SOURCE EXTRACT:
***
The incident must have had a dramatic psychological impact on the complainant. The strangers whom she encountered immediately after the incident (the passer-by and the taxi driver) observed that she was distressed. Almost 12 months later, when she gave evidence at the trial, she sobbed when her pre-recorded evidence-in-chief interview was played.
As Vunilagi was the instigator of the event and the principal offender, much of the psychological impact must be attributed to his conduct. However, all offenders must accept some responsibility.
Objective seriousness
At [483]–[484] of Vunilagi (No 2), I stated:
I am satisfied beyond reasonable doubt that Vatanitawake was reckless as to the complainant’s consent. … Even if he was highly intoxicated, Vatanitawake must, at least, have realised that the complainant may not have been consenting, especially given the presence of Vunilagi. Vatanitawake made no inquiry of the complainant.
I am satisfied beyond reasonable doubt that Vatanitawake’s conduct occurred in the company of Vunilagi. At first, Vatanitawake may not have known that Vunilagi intended to engage in simultaneous intercourse. However, throughout the time that Vatanitawake engaged in sexual intercourse with the complainant, the men were present together for the purpose of Vatanitawake engaging in sexual intercourse. While Vatanitawake’s intercourse continued, Vunilagi obliged the complainant to fellate him in circumstances which must have been known Vatanitawake.
At [438], I said:
[I]t can readily be accepted that, when extremely intoxicated and sexually frustrated, Vunilagi directed the younger man who owed him respect to engage in sexual intercourse while requiring the complainant to fellate him.
***
EXTRACTED DATA:
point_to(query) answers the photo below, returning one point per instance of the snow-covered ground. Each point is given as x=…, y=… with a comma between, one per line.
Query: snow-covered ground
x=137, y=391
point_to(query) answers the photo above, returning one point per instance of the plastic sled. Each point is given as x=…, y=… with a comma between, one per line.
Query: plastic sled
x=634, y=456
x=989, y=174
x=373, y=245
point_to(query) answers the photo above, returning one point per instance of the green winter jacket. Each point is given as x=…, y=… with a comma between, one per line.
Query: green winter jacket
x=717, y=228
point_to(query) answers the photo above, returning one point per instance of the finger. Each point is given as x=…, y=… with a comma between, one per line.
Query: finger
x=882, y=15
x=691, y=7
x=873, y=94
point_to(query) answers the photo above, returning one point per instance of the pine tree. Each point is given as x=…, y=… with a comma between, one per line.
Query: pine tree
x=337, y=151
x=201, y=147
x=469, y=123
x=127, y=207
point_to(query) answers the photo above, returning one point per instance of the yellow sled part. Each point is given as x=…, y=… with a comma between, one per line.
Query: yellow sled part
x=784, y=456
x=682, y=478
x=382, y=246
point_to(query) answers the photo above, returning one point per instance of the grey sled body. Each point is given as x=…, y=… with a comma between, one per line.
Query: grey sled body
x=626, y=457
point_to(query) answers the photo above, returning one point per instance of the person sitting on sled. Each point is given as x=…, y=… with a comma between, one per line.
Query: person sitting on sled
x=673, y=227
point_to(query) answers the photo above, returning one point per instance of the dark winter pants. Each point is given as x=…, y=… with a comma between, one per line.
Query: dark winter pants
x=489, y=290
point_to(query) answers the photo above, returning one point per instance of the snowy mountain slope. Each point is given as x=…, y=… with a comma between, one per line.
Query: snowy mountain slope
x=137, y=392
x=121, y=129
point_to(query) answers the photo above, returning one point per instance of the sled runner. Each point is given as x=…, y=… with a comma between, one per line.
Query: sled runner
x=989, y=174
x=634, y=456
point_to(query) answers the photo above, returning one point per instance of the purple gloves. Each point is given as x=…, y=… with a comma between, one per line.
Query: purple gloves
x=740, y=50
***
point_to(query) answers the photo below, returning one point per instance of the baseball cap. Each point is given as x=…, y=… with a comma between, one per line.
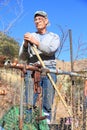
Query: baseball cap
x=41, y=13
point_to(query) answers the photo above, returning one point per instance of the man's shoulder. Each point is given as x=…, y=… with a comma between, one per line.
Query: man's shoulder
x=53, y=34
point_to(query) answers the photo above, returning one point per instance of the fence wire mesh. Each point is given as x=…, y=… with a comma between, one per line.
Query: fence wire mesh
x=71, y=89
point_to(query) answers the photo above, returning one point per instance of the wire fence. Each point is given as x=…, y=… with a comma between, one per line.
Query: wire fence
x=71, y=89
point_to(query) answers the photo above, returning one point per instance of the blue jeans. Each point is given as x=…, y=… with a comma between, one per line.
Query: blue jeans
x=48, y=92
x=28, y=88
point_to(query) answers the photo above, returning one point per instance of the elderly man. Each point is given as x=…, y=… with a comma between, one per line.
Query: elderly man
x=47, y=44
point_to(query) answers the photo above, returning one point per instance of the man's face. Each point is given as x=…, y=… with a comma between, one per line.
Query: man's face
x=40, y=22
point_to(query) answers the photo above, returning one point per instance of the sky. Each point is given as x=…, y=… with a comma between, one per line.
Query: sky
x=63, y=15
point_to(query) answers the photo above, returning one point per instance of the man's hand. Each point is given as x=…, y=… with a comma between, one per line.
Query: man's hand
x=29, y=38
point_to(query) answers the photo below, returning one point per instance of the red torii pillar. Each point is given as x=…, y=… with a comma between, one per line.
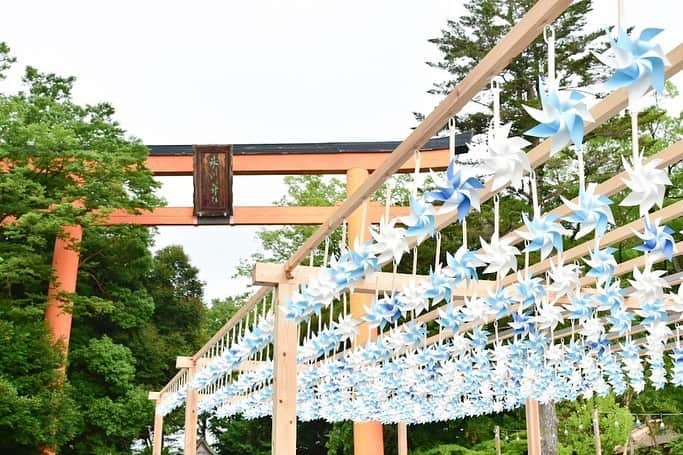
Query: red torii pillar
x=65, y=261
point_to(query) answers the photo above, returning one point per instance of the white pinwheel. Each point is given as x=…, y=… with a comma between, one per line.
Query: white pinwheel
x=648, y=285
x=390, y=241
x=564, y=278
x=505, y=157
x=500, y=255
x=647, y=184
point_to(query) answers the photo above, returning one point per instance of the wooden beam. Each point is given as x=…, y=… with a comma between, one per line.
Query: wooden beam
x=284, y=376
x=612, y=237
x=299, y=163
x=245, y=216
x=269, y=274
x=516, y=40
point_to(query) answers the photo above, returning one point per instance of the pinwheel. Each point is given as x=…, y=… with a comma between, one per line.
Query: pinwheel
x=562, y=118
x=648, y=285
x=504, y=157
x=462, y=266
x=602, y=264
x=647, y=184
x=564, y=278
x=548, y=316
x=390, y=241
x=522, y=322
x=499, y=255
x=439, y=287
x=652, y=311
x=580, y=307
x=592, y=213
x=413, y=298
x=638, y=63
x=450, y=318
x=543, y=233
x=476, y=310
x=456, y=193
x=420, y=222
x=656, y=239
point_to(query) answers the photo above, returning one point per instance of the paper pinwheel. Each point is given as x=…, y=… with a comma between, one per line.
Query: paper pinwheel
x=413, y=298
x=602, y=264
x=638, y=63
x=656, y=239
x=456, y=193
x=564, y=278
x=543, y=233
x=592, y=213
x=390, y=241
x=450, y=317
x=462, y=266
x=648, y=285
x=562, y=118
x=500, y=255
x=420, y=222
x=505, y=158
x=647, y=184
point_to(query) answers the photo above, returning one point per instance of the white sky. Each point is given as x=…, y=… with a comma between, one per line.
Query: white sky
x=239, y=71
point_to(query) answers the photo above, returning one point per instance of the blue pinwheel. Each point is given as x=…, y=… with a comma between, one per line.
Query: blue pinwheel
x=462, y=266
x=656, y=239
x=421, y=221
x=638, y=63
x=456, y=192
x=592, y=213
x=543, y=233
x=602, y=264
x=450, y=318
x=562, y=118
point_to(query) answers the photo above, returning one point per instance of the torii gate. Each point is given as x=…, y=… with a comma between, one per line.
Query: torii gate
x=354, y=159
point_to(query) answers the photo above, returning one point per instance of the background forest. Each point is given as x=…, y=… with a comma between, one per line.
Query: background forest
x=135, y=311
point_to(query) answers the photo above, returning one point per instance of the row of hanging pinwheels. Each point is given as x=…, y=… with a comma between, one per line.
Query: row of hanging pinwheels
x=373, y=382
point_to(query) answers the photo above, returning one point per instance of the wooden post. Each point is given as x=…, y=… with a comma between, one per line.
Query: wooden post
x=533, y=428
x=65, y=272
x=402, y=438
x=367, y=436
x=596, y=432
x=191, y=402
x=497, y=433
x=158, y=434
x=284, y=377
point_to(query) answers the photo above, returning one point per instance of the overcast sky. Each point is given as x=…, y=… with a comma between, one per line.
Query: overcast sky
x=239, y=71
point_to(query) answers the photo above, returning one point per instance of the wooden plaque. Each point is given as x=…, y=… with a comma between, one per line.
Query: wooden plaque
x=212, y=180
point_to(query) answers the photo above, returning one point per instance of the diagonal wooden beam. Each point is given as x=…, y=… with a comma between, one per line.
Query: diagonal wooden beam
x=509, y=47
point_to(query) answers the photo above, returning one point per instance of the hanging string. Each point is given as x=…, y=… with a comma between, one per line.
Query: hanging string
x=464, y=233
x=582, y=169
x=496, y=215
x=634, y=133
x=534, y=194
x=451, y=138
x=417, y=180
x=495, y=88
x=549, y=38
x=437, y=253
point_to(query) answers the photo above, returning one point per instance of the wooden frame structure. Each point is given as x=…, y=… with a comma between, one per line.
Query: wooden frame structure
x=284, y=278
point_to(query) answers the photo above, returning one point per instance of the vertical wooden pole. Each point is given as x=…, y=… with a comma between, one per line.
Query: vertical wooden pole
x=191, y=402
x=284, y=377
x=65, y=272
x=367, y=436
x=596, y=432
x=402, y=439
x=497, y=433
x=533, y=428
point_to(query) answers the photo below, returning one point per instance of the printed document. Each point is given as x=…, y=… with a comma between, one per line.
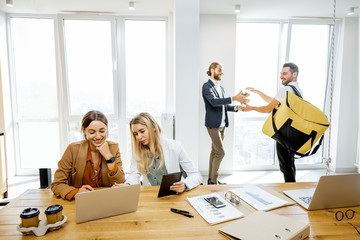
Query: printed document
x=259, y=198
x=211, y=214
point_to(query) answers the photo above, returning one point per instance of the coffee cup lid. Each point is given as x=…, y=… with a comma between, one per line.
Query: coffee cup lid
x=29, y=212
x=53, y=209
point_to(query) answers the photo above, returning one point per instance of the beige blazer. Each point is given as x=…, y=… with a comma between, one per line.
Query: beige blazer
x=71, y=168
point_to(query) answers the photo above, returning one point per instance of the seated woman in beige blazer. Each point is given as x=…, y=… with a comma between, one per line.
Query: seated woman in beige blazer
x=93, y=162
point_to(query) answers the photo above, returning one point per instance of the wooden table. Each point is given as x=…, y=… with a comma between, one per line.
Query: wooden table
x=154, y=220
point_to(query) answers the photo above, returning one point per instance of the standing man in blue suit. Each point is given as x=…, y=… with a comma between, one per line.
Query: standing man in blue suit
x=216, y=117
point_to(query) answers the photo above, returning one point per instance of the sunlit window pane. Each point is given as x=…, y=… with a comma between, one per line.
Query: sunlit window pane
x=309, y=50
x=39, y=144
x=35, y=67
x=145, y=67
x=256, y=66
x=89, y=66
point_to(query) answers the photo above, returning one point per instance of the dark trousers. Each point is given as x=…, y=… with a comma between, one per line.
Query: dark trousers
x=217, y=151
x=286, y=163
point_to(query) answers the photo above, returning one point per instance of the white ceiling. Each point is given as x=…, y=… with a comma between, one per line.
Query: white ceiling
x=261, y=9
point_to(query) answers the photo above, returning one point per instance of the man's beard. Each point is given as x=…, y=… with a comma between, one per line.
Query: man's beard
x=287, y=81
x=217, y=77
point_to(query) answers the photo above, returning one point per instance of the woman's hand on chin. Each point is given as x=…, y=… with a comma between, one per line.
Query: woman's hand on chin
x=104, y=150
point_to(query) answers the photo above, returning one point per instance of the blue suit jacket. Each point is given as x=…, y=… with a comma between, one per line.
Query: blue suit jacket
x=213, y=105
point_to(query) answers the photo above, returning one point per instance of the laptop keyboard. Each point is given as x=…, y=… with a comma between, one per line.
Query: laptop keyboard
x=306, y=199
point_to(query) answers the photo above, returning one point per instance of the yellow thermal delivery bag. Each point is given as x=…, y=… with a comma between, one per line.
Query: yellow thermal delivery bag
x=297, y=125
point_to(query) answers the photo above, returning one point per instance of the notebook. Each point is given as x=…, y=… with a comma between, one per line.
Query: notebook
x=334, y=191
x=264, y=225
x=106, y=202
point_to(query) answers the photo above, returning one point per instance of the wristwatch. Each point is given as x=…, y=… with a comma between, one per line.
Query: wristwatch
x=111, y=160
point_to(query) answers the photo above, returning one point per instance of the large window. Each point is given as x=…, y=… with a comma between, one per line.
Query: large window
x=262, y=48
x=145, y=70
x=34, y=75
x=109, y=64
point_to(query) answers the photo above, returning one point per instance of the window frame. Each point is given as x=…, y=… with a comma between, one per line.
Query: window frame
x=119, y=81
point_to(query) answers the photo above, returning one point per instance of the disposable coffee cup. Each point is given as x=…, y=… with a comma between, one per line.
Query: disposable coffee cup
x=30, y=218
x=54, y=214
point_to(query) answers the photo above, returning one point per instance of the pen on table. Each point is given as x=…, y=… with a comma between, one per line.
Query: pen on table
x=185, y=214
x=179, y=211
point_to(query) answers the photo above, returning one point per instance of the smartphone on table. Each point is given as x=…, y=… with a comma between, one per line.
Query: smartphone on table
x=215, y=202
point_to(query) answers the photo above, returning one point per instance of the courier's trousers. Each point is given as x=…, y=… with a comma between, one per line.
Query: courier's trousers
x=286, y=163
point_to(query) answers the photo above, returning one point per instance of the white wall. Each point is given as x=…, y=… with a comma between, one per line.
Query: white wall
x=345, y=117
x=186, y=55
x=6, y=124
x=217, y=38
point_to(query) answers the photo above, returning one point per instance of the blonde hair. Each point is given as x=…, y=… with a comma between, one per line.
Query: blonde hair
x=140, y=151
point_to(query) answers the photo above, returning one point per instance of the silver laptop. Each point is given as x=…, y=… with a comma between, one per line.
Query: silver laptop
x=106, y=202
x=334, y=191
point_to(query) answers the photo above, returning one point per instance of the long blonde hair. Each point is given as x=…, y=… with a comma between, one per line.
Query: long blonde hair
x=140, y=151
***
INSTRUCTIONS TO FOLLOW:
Can you turn the paragraph of the judgment extract that begins "The incident must have had" into a short list that keeps its main facts?

OUTPUT FOR THIS EXERCISE:
- The incident must have had a dramatic psychological impact on the complainant.
- A passer-by and a taxi driver, strangers she met right after the incident, saw that she was distressed.
- Almost 12 months later, at the trial, she sobbed when her pre-recorded evidence-in-chief interview was played.